GIVEN REQUEST 1
Answer these questions using the mailing-list thread about XSLT output:
(a) Which result type does the reply recommend using to get HTML output?
(b) Which call does the reply suggest for finding out which processor is in use?
(c) What time is given in the "Sent" line of the original message?
GIVEN REQUEST 2
From the listing, reproduce verbatim the lines starting at the one that contains "instance of the sky" and ending after the one that contains "[[[1091,20],[1089,0],[0,0],[0,13],[418,23],[990,23]]]".

GIVEN TEXT
• • • • • • •
RE: [xsl] > replaced by ">", < is not replaced...

Subject: RE: [xsl] > replaced by ">", < is not replaced...
From: "Michael Kay" <mike@xxxxxxxxxxxx>
Date: Fri, 13 Jul 2007 11:43:39 +0100
You're sending the transformation output to a DOMResult, so the
serialization is presumably being done by the DOM implementation, not by an
XSLT processor. So it's being serialized as XML, in which ">" is perfectly
valid in a text node. If you want HTML output, use a StreamResult so that
the XSLT serializer is invoked.

You haven't actually answered the question about which XSLT processor you
are using. IIRC XmlObject is part of XmlBeans and XmlBeans uses Saxon, at
least in some configurations... It does help to know what processor you are
using. You can do system-property('xsl:vendor') to find out.

Michael Kay
http://www.saxonica.com/ 

> -----Original Message-----
> From: Jethro Borsje [mailto:jethro@xxxxxxxxxxxx] 
> Sent: 13 July 2007 11:11
> To: xsl-list@xxxxxxxxxxxxxxxxxxxxxx
> Subject: Re: [xsl] &gt; replaced by ">", &lt; is not replaced...
> 
> Hi there,
> 
> This is the Java code that is used for the transformation:
> [code]
>     private String convertSelectionToHTML(String p_selection)
>     {
>        // setup error logging
>        XmlOptions validateOptions = new XmlOptions();
>        ArrayList<XmlError> errorList = new ArrayList<XmlError>();
>        validateOptions.setErrorListener(errorList);
> 
>        try
>        {
>           Transformer transfomer = getTransformer();
> 
>           logger.debug("------------------------------------");
>           logger.debug("Parsing body[" + p_selection + "]");
>           XmlObject bodyObject = XmlObject.Factory.parse(p_selection,
> validateOptions);
> 
>           // transform body
>           DOMResult bodyTransformResult = new DOMResult();
>           DOMSource bodyTransformSource = new 
> DOMSource(bodyObject.getDomNode());
>           transfomer.transform(bodyTransformSource, 
> bodyTransformResult);
>           bodyObject =
> XmlObject.Factory.parse(bodyTransformResult.getNode());
> 
>           logger.debug("after transformation: " + 
> bodyObject.toString());
>           logger.debug("------------------------------------");
> 
>           return bodyObject.xmlText();
>        }
>        catch (XmlException e)
>        {
>           logger.error("Unable to parse body: " + p_selection, e);
>           if (!errorList.isEmpty())
>           {
>              for (XmlError error : errorList)
>              {
>                 logger.error("\t-" + error.getMessage() + 
> "\n\t\tLocation of invalid XML: "
• • • • • • •
PROVIDED ENTRIES
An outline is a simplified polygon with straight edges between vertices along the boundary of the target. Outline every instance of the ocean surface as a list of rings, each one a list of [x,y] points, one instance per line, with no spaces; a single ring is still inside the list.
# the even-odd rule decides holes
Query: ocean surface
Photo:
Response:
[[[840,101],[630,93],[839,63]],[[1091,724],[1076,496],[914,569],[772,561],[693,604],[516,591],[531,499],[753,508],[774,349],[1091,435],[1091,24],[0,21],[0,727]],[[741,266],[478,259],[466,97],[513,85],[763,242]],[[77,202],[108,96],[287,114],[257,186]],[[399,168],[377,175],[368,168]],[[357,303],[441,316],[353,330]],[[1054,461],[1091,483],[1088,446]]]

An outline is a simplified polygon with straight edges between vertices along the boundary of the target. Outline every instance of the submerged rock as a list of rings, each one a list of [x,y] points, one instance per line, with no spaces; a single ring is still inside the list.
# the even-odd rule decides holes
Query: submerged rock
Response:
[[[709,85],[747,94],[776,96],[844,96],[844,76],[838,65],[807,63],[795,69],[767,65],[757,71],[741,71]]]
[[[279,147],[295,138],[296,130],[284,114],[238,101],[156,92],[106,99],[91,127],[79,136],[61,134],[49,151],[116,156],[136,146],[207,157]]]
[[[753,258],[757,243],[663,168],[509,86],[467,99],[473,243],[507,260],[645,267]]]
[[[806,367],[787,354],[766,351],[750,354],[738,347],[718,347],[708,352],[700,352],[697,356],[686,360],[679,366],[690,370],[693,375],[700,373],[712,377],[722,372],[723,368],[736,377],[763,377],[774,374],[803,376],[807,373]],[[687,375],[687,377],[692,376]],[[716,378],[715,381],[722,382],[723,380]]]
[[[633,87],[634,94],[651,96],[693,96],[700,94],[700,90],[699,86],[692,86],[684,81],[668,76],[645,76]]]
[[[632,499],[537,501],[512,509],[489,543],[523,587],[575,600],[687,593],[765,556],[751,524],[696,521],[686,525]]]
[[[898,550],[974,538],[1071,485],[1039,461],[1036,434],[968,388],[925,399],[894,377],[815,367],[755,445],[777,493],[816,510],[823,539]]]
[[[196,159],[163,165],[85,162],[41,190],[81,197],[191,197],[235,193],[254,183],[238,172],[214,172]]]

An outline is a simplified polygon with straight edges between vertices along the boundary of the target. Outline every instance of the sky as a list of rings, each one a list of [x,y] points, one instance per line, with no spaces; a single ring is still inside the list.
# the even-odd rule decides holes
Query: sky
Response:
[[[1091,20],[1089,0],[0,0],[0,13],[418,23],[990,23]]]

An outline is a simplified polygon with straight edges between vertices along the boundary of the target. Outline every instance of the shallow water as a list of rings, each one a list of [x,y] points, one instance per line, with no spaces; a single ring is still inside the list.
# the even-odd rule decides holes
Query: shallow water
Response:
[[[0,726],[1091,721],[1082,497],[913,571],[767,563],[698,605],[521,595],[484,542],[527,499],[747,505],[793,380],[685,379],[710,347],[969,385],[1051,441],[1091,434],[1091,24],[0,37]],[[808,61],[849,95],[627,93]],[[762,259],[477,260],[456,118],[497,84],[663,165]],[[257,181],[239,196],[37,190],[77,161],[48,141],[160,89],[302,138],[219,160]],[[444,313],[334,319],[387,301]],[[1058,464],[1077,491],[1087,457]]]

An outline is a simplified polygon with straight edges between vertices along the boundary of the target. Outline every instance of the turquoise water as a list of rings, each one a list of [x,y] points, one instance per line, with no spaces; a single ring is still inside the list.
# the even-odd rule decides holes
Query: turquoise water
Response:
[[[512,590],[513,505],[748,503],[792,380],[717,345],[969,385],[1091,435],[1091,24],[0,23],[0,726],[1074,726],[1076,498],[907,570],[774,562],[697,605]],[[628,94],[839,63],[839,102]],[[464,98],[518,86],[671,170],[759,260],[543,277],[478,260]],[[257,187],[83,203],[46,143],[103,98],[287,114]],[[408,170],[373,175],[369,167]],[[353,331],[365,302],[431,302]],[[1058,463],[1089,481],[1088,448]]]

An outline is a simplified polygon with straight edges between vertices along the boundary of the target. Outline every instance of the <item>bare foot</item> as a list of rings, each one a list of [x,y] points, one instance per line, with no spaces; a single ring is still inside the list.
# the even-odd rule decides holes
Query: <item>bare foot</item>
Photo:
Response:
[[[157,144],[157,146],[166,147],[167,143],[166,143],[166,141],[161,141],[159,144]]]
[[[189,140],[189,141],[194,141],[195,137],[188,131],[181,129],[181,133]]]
• • • • • • •
WRITTEN RESPONSE 1
(a) A StreamResult.
(b) system-property('xsl:vendor')
(c) 11:11 on 13 July 2007.

WRITTEN RESPONSE 2
An outline is a simplified polygon with straight edges between vertices along the boundary of the target. Outline every instance of the sky as a list of rings, each one a list of [x,y] points, one instance per line, with no spaces; a single ring is still inside the list.
# the even-odd rule decides holes
Query: sky
Response:
[[[1091,20],[1089,0],[0,0],[0,13],[418,23],[990,23]]]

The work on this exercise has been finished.